### Aim
Please reproduce every line of the material from the one containing "Point out every instance of the cliff" through the end, shifting each answer coordinate up by 69 and leaving all other numbers as they are.

── Entries provided ──

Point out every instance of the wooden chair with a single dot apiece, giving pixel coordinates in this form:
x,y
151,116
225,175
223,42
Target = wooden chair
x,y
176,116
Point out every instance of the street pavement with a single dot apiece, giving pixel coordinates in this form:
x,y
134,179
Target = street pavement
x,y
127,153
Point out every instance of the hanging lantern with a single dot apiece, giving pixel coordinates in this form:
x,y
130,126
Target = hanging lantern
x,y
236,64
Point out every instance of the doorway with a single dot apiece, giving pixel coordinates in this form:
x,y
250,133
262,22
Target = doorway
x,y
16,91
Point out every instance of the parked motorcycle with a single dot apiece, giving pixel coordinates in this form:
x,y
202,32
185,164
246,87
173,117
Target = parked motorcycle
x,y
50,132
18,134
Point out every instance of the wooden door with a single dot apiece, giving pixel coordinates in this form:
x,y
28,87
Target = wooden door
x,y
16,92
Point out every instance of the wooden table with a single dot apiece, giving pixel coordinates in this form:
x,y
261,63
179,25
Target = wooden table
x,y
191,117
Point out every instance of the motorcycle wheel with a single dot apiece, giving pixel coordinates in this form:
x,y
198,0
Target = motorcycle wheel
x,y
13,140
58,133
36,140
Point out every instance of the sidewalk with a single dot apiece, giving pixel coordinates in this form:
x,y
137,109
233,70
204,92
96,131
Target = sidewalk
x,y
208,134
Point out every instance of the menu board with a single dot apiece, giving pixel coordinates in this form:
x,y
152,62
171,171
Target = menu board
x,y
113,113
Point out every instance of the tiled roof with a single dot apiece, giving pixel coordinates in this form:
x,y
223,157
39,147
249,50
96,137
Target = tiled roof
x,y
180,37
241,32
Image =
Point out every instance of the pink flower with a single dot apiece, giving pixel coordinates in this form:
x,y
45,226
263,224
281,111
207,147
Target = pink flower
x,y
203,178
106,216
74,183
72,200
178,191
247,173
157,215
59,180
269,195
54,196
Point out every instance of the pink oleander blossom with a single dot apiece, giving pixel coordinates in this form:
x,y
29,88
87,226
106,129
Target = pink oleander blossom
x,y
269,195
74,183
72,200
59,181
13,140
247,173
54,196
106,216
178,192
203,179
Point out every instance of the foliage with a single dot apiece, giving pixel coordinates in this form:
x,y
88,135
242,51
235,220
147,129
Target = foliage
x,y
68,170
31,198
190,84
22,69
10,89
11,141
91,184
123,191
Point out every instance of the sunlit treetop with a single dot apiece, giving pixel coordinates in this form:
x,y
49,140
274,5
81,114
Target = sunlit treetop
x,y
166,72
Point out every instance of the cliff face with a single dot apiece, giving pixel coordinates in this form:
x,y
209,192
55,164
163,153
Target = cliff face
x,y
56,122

───

### Complete output
Point out every instance of the cliff face with a single dot apiece, giving pixel coordinates in this form:
x,y
209,192
55,164
163,153
Target = cliff face
x,y
125,191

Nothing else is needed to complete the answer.